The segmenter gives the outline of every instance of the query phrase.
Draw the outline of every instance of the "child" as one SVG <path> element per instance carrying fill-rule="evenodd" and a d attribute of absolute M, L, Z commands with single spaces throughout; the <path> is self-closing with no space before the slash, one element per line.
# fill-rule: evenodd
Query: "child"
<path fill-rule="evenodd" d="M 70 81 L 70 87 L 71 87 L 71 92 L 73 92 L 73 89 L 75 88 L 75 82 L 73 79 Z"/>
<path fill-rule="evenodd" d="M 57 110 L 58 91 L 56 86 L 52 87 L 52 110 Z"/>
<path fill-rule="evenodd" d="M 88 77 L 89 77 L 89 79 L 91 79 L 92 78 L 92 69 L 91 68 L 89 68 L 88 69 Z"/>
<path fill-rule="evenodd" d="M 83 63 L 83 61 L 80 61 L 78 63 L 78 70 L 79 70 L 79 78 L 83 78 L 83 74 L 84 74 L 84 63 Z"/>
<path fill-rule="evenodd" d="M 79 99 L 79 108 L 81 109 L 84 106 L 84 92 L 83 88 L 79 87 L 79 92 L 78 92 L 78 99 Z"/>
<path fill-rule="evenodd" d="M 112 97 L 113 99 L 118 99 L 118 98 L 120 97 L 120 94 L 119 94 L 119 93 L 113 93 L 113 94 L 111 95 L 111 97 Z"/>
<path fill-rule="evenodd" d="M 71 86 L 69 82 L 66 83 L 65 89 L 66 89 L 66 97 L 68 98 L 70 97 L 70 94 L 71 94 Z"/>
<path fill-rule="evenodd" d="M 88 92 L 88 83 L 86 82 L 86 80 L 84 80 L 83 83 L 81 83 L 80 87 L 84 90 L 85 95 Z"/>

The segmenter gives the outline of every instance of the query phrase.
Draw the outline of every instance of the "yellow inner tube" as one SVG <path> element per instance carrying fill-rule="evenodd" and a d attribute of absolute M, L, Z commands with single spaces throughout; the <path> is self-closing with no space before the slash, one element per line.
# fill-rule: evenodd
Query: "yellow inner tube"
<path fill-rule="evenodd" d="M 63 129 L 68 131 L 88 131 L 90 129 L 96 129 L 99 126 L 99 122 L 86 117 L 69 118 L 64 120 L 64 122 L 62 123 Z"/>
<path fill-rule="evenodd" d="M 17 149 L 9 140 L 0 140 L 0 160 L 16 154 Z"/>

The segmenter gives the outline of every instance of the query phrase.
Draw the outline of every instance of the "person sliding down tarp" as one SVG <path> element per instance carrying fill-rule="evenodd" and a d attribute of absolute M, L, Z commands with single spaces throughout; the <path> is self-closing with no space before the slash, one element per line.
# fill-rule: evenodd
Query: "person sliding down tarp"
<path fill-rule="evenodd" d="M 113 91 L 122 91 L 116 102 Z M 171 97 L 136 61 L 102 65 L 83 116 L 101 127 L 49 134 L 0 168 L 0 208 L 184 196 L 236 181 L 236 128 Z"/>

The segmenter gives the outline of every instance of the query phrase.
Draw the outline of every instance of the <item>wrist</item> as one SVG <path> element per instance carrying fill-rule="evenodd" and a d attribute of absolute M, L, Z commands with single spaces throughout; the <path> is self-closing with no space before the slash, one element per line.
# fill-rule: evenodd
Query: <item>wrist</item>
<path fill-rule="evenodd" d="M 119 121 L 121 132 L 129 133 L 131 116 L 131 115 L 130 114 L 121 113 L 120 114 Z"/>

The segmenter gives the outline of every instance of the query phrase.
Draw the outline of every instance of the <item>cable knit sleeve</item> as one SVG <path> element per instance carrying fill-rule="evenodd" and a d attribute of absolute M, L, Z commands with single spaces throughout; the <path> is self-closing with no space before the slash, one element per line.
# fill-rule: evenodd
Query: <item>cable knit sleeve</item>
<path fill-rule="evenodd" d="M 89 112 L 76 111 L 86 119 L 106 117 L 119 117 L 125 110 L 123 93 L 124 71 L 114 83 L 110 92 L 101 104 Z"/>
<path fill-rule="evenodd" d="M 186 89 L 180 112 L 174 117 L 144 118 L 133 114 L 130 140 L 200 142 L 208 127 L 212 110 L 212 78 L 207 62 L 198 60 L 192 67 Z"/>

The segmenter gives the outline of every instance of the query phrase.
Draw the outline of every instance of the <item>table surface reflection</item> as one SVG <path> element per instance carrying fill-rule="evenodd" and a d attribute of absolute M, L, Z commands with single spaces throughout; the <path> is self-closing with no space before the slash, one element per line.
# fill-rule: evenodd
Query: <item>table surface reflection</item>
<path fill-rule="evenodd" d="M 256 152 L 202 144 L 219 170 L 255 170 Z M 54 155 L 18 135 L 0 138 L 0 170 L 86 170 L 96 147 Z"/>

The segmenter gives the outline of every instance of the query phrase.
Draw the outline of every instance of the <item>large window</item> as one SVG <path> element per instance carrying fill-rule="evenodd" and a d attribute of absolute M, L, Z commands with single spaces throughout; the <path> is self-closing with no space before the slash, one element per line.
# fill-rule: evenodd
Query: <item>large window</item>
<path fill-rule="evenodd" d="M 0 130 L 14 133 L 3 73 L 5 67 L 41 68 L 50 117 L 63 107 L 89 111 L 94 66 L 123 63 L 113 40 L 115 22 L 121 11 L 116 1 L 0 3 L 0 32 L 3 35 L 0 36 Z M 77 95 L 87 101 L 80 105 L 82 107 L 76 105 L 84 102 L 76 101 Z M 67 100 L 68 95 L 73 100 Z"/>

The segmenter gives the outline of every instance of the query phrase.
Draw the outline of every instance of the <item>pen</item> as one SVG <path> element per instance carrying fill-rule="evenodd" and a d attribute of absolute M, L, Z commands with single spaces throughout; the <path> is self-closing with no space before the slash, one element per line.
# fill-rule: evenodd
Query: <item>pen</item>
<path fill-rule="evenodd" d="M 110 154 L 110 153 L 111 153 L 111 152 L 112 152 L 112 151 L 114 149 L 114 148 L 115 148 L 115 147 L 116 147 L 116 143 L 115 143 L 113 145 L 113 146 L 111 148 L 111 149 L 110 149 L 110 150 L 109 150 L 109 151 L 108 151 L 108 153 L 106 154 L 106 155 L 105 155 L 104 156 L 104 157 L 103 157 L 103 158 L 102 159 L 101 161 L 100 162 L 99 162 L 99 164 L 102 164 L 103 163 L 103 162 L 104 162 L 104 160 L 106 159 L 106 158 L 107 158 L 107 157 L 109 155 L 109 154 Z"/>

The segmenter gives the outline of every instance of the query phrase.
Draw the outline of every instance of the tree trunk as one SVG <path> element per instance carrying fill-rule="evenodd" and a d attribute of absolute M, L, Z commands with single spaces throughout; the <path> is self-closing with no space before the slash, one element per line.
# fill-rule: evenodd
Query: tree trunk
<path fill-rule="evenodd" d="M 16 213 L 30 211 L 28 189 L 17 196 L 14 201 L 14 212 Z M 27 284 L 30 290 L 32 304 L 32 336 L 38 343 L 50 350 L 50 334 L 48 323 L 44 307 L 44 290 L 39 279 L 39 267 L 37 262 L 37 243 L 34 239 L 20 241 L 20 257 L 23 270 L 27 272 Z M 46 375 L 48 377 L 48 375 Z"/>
════
__To do__. Repeat every entry exactly as written above.

__Output for this exercise__.
The segmenter gives the outline of every instance of the query phrase.
Draw the outline of every instance of the "child" as one SVG <path> element per instance carrying fill-rule="evenodd" and a d attribute of absolute M, L, Z commands with single spaces throughout; the <path> is self-closing with no space before the slash, one element per line.
# fill-rule: evenodd
Query: "child"
<path fill-rule="evenodd" d="M 70 81 L 70 87 L 71 87 L 71 92 L 73 92 L 73 89 L 75 88 L 75 82 L 73 79 Z"/>
<path fill-rule="evenodd" d="M 57 110 L 58 91 L 56 86 L 52 87 L 52 110 Z"/>
<path fill-rule="evenodd" d="M 88 77 L 89 77 L 89 79 L 91 79 L 92 78 L 92 69 L 91 68 L 89 68 L 88 69 Z"/>
<path fill-rule="evenodd" d="M 83 63 L 83 61 L 80 61 L 78 63 L 78 70 L 79 70 L 79 78 L 83 78 L 83 74 L 84 74 L 84 63 Z"/>
<path fill-rule="evenodd" d="M 79 99 L 79 108 L 81 109 L 84 106 L 84 92 L 83 88 L 79 87 L 79 92 L 78 92 L 78 99 Z"/>
<path fill-rule="evenodd" d="M 112 97 L 113 99 L 118 99 L 118 98 L 120 97 L 120 94 L 119 94 L 119 93 L 113 93 L 113 94 L 111 95 L 111 97 Z"/>
<path fill-rule="evenodd" d="M 71 86 L 69 82 L 66 83 L 65 89 L 66 89 L 66 97 L 68 98 L 70 97 L 70 94 L 71 94 Z"/>
<path fill-rule="evenodd" d="M 88 92 L 88 83 L 86 82 L 86 80 L 84 80 L 83 83 L 81 83 L 80 87 L 84 90 L 85 95 Z"/>

The segmenter gives the outline of every instance of the query phrase.
Draw the outline of every instance of the "yellow inner tube" as one SVG <path> element per instance carrying fill-rule="evenodd" and a d attribute of absolute M, L, Z commands with single spaces throughout; the <path> is self-closing with no space before the slash, one element per line.
# fill-rule: evenodd
Query: "yellow inner tube"
<path fill-rule="evenodd" d="M 63 129 L 68 131 L 88 131 L 90 129 L 96 129 L 99 126 L 99 122 L 86 117 L 69 118 L 64 120 L 64 122 L 62 123 Z"/>
<path fill-rule="evenodd" d="M 17 149 L 9 140 L 0 140 L 0 160 L 16 154 Z"/>

The segmenter gives the outline of every instance of the query phrase.
Draw the outline of every instance of the "person sliding down tarp" as one SVG <path> element per instance carrying fill-rule="evenodd" and a d attribute of absolute M, L, Z commands with single spaces throughout; the <path> is self-closing with no space before the slash, one element per line.
# fill-rule: evenodd
Query: "person sliding down tarp"
<path fill-rule="evenodd" d="M 113 91 L 122 91 L 116 102 Z M 171 97 L 136 61 L 102 65 L 83 116 L 101 127 L 49 134 L 0 168 L 0 208 L 184 196 L 236 181 L 236 128 Z"/>

The segmenter gives the outline of every instance of the query phrase.
Draw the outline of every instance of the <item>wrist</item> as one SVG <path> element per instance carrying fill-rule="evenodd" and a d attribute of absolute M, L, Z commands with single spaces throughout; the <path> is self-closing with no space before the slash, one element per line.
# fill-rule: evenodd
Query: <item>wrist</item>
<path fill-rule="evenodd" d="M 119 121 L 121 132 L 129 133 L 131 116 L 131 115 L 130 114 L 121 113 L 120 114 Z"/>

The segmenter gives the outline of every instance of the query phrase.
Draw the outline of every instance of the <item>cable knit sleeve</item> as one SVG <path> element per instance carrying fill-rule="evenodd" and a d attribute of absolute M, L, Z commands with single spaces throughout; the <path> is self-closing with no space before the slash, one element per line.
# fill-rule: evenodd
Query: <item>cable knit sleeve</item>
<path fill-rule="evenodd" d="M 89 112 L 76 111 L 86 119 L 106 117 L 119 117 L 125 110 L 123 93 L 124 71 L 114 83 L 110 92 L 101 104 Z"/>
<path fill-rule="evenodd" d="M 186 89 L 180 112 L 174 117 L 144 118 L 133 114 L 130 140 L 200 142 L 208 127 L 212 110 L 212 78 L 207 62 L 198 60 L 192 67 Z"/>

The segmenter gives the outline of every instance of the query phrase.
Draw the outline of every instance of the <item>table surface reflection</item> as one SVG <path> element per instance carrying fill-rule="evenodd" and a d attribute of absolute M, L, Z commands with single spaces throughout; the <path> is self-closing with no space before the slash, one element per line.
# fill-rule: evenodd
Query: <item>table surface reflection</item>
<path fill-rule="evenodd" d="M 256 152 L 202 144 L 219 170 L 255 170 Z M 54 155 L 18 135 L 0 138 L 0 170 L 86 170 L 96 147 Z"/>

The segmenter gives the outline of every instance of the query phrase.
Draw the outline of every instance of the <item>large window</item> as one SVG <path> element per instance carrying fill-rule="evenodd" and a d attribute of absolute M, L, Z commands with single spaces throughout; the <path> is self-closing with no space before the slash, one element per line.
# fill-rule: evenodd
Query: <item>large window</item>
<path fill-rule="evenodd" d="M 0 130 L 14 133 L 3 73 L 5 67 L 41 68 L 50 117 L 63 107 L 89 111 L 94 66 L 123 63 L 113 40 L 115 22 L 121 11 L 116 1 L 0 3 L 0 32 L 3 35 L 0 36 Z M 77 95 L 87 101 L 80 105 L 82 107 L 76 105 L 84 102 L 76 101 Z M 67 100 L 68 95 L 73 100 Z"/>

The segmenter gives the outline of every instance of the query phrase.
Draw the outline of every instance of the <item>pen</item> as one SVG <path> element per instance carrying fill-rule="evenodd" and a d attribute of absolute M, L, Z commands with single spaces throughout; the <path> is self-closing with no space before the slash, one element per line.
# fill-rule: evenodd
Query: <item>pen</item>
<path fill-rule="evenodd" d="M 110 154 L 110 153 L 111 153 L 111 152 L 112 152 L 112 151 L 114 149 L 114 148 L 115 148 L 115 147 L 116 147 L 116 143 L 115 143 L 113 145 L 113 146 L 111 148 L 111 149 L 110 149 L 110 150 L 109 150 L 109 151 L 108 151 L 108 153 L 106 154 L 106 155 L 105 155 L 104 156 L 104 157 L 103 157 L 103 158 L 102 159 L 101 161 L 100 162 L 99 162 L 99 164 L 102 164 L 103 163 L 103 162 L 104 162 L 104 160 L 106 159 L 106 158 L 107 158 L 107 157 L 109 155 L 109 154 Z"/>

The segmenter gives the outline of every instance of the query phrase.
Draw the outline of every instance of the tree trunk as one SVG <path> element per instance carrying fill-rule="evenodd" and a d attribute of absolute M, L, Z commands with single spaces throughout; the <path> is self-closing with no space before the slash, one element per line.
# fill-rule: evenodd
Query: tree trunk
<path fill-rule="evenodd" d="M 16 213 L 30 211 L 28 189 L 17 196 L 14 201 L 14 212 Z M 27 284 L 30 290 L 32 304 L 32 336 L 38 343 L 50 350 L 50 334 L 48 323 L 44 307 L 44 290 L 39 279 L 39 267 L 37 262 L 37 243 L 34 239 L 20 241 L 20 257 L 23 270 L 27 272 Z M 46 375 L 48 377 L 48 375 Z"/>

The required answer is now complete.